▶ _Task statement_:
Look below for the line containing "point: the wheel". Output it and each remaining line of the entries exactly, and nothing else.

>> START

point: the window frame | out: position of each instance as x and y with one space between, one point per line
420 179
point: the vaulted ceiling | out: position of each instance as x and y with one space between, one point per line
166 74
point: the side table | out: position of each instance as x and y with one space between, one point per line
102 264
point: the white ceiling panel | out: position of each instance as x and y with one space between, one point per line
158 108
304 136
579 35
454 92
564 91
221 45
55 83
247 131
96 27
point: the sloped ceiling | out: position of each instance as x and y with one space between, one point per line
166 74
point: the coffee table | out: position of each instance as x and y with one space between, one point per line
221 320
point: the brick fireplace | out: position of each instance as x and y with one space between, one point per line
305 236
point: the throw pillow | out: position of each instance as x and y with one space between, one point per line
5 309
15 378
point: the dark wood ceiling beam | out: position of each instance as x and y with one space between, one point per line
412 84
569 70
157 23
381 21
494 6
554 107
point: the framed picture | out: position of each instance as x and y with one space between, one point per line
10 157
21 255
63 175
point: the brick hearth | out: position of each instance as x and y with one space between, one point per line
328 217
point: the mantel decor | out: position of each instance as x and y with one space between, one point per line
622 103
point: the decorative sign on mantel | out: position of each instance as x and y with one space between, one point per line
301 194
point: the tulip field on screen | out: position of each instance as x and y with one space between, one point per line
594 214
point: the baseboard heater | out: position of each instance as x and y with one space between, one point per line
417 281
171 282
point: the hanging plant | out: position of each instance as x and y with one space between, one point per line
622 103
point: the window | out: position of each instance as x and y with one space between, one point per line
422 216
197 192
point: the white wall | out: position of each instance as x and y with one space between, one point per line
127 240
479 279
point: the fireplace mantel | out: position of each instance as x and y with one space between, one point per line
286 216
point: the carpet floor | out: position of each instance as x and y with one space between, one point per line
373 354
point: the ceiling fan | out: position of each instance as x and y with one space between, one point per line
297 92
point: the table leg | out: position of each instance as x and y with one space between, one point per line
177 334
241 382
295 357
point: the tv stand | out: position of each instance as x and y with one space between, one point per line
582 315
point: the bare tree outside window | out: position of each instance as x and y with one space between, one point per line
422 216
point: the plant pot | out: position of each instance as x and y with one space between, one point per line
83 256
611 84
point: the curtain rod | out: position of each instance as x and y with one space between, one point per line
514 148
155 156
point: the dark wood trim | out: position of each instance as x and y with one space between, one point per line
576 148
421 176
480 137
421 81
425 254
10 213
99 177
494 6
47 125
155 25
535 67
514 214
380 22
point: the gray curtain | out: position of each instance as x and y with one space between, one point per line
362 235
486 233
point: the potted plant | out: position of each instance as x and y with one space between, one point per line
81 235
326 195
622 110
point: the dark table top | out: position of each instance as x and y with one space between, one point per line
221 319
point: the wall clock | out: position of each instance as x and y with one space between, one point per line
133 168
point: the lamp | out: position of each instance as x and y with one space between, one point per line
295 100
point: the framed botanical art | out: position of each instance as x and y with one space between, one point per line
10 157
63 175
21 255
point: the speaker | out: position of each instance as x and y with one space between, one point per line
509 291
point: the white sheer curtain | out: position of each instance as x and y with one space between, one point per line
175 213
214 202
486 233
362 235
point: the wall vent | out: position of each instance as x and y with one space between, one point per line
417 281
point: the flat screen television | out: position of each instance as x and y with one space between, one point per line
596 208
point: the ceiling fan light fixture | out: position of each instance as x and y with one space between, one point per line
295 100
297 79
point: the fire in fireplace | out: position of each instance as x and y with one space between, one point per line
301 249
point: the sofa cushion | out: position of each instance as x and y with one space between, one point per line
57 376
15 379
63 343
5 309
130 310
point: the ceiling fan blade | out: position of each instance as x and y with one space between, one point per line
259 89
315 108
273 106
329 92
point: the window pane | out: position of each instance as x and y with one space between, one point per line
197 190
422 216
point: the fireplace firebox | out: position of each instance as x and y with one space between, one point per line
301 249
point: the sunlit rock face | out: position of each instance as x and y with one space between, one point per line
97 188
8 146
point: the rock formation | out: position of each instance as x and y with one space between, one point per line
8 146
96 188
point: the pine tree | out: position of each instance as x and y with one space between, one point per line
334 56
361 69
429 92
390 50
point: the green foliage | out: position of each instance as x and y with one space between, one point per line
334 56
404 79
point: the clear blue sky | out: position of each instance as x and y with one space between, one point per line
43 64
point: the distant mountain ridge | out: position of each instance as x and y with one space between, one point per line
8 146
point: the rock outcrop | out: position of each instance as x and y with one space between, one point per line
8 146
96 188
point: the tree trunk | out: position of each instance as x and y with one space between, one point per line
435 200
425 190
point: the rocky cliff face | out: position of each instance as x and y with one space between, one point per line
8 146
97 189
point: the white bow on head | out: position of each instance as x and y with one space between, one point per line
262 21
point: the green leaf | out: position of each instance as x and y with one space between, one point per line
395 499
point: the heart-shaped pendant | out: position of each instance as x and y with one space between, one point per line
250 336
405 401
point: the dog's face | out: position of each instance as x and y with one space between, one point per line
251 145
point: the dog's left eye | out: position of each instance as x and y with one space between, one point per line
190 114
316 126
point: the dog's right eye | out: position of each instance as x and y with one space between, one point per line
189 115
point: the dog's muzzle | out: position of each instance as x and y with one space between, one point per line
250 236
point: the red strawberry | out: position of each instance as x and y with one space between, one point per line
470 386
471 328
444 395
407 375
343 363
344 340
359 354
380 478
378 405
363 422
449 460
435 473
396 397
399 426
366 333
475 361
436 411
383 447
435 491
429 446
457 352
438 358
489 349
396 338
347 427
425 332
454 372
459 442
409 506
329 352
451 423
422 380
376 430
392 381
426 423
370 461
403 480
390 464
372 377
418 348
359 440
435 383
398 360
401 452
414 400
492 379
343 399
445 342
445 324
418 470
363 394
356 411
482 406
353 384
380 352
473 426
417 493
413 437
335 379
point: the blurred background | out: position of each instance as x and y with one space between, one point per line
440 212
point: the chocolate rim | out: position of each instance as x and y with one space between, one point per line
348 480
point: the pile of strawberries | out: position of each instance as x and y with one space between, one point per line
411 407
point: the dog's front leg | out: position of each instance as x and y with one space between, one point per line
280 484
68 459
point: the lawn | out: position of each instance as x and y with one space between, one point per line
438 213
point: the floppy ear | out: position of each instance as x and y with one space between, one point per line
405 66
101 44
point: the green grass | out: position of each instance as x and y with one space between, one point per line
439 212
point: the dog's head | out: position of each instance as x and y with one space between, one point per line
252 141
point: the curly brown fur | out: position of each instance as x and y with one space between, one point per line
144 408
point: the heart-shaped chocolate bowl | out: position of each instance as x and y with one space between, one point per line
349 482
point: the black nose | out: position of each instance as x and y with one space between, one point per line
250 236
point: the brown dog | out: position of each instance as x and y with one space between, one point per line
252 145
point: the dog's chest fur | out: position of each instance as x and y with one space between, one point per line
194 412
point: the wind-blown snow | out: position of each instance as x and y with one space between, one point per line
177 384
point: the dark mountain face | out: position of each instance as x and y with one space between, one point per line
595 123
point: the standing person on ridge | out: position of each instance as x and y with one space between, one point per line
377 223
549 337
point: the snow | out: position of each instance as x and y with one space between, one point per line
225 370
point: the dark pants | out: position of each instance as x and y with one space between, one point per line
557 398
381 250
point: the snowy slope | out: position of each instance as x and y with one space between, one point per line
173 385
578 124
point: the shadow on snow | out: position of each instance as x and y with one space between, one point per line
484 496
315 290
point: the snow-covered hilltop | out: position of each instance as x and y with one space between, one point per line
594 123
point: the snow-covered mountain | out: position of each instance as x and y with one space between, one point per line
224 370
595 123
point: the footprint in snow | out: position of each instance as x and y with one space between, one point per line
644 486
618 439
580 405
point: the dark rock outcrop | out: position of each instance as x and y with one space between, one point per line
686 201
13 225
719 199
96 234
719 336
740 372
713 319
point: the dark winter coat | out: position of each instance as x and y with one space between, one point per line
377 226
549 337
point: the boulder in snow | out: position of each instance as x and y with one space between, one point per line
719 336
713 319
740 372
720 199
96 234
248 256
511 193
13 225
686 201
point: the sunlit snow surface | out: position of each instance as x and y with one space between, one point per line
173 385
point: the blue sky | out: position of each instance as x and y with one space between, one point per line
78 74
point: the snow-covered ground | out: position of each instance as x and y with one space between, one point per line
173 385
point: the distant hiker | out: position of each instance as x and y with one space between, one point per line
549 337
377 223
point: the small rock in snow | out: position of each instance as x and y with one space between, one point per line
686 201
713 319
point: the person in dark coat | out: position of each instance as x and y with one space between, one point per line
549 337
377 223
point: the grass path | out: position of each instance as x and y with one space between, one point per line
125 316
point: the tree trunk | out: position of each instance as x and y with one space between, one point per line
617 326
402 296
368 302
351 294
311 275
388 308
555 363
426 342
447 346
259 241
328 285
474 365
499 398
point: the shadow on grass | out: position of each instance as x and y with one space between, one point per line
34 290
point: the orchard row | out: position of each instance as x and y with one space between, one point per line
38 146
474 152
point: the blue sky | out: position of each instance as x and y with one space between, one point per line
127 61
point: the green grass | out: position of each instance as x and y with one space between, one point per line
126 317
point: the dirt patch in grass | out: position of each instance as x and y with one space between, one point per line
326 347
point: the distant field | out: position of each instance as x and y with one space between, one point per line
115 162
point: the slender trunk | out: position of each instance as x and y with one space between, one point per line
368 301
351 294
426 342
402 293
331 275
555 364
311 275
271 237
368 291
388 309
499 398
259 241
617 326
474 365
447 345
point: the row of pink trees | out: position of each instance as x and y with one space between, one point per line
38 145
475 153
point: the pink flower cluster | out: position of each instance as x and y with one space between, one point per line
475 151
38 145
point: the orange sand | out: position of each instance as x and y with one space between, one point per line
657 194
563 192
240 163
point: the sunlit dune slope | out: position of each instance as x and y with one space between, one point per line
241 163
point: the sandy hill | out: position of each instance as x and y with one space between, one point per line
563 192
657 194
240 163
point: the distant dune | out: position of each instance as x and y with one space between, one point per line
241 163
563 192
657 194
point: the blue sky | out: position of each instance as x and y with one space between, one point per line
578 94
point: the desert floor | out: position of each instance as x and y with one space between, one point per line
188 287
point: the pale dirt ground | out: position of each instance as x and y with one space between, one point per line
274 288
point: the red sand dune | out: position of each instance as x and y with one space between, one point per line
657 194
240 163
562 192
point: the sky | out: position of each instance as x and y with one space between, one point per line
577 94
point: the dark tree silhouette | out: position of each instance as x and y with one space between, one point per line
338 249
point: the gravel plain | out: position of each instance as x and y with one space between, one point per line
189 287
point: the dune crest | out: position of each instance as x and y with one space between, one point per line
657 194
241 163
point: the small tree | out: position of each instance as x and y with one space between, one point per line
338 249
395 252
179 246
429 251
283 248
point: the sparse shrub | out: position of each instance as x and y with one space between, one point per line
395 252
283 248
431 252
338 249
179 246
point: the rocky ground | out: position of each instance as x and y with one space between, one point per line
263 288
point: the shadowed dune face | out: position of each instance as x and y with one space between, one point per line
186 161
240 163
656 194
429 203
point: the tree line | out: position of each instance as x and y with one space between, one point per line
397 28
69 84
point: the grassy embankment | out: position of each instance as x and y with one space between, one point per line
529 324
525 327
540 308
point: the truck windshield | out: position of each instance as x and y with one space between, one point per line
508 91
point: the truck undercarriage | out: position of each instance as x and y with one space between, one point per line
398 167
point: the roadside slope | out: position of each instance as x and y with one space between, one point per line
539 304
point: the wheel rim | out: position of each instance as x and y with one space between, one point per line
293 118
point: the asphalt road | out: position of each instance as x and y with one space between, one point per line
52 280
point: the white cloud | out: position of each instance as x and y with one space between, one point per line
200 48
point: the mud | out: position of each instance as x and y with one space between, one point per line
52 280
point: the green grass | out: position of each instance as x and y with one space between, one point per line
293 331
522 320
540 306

>> END

▶ _Expected answer_:
point: the wheel rim | out: position of each instance as x and y with one space between, one point per line
293 118
point: the asphalt road | out: position of each instance as x and y with one space between, one point per line
52 280
point: the white cloud | out: position of each instance as x and y with one space between, one point per line
200 48
point: the mud | out: position of each instance as x and y with one space between, one point per line
52 280
point: the green grass | out: position of each instance as x and y with one space between, one point per line
293 331
522 320
540 306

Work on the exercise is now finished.